25 May 2026, The Gray Zone, MAX BLUMENTHAL
A mastermind of Trump’s hardline Latin American policies, Mauricio Claver-Carone no longer serves in the administration. But according to well-placed sources, he’s “picking who can operate” in Venezuela, controlling access to the government, and creating conflicts of interest.
Speaking with reporters on May 21, US Secretary of State Marco Rubio announced that Venezuelan President Delcy Rodriguez was on her way to New Delhi to discuss energy issues, and that he would be in India as well.
“This is an important trip, I’m glad we’re able to do it,” Rubio chirped after explaining the trio of nations would discuss how to increase Venezuelan oil sales to India.
His statement — and his announcement of Rodriguez’s trip before she had — perfectly illustrated Washington’s newfound dynamic with the Venezuelan government. Following over twenty years of hostile relations with Venezuela’s socialist-oriented leadership, the US Secretary of State was apparently so intimately involved with day to day affairs in Caracas that he was claiming responsibility for Rodriguez’s international itinerary.
In fact, according to an insider who enjoys close contacts within both the Venezuelan and US governments, Rubio’s influence over Rodriguez is said to be traced to one “gatekeeper”: former Trump Latin America envoy Mauricio Claver-Carone. “Mauricio [Claver-Carone] is picking who can operate and Delcy [Rodriguez] is taking instructions,” the source told The Grayzone.
A former senior US official with access to leadership in both Caracas and Washington offered the same assessment, remarking to The Grayzone, “Mauricio’s calling the shots on private sector economic positions, and if anyone wants in, they have to go to him.”
Hand-selected by former National Security Advisor John Bolton to serve as his Latin America charge during Trump’s first term, Claver-Carone no longer occupies an official governmental role. Instead, he has leveraged his legacy in the public sector to establish a Miami-based investment firm called the Lara Fund which could become a key player in the MAGA financial feeding frenzy in Caracas.
Described by the New York Times as the “architect of Trump’s tough Latin America policies,” Claver-Carone is a Cuban-American regime change zealot who once engaged in fisticuffs with Cuban diplomats as a young man. During Trump’s first term, he unleashed a financial “flamethrower” on Cuba, issuing scores of new sanctions that unraveled the Obama-era normalization policy and plunged the island back into economic misery.
Claver-Carone has similarly masterminded many of the policies that define Trump’s relationship with Venezuela, from its recognition of the previously unknown Juan Guaido as the country’s “interim president” to the deportation of hundreds of Venezuelan migrants from the US to El Salvador’s maximum security CECOT prison. Many of those migrants had been prompted to journey to the US by the economically crushing sanctions unleashed at Claver-Carone’s direction.
The Grayzone’s sources described the Trump veteran as the architect of the military invasion that saw Maduro spirited away to a federal penitentiary and installed Rodriguez as president following a stand-down by Venezuelan security forces.
“If he was in charge of implementing the kinetic side, maybe [Rodriguez] thinks she has to listen to him on finance,” the Venezuela insider said of Claver-Carone.

DATASET CONTENT:
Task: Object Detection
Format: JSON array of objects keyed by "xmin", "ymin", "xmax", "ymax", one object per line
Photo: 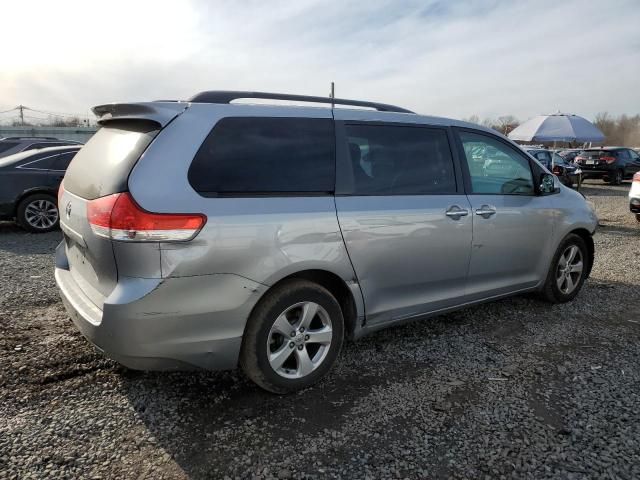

TASK 1:
List every country that the article about Mauricio Claver-Carone names.
TASK 2:
Answer from the article about Mauricio Claver-Carone:
(a) On what date did Marco Rubio speak with reporters about Delcy Rodriguez's trip?
(b) In what city is the Lara Fund based?
(c) Who hand-selected Claver-Carone to serve as his Latin America charge during Trump's first term?
The data comes from a different source than the article.

REPLY 1:
Venezuela, India, the US, Cuba, El Salvador

REPLY 2:
(a) May 21
(b) Miami
(c) John Bolton, then National Security Advisor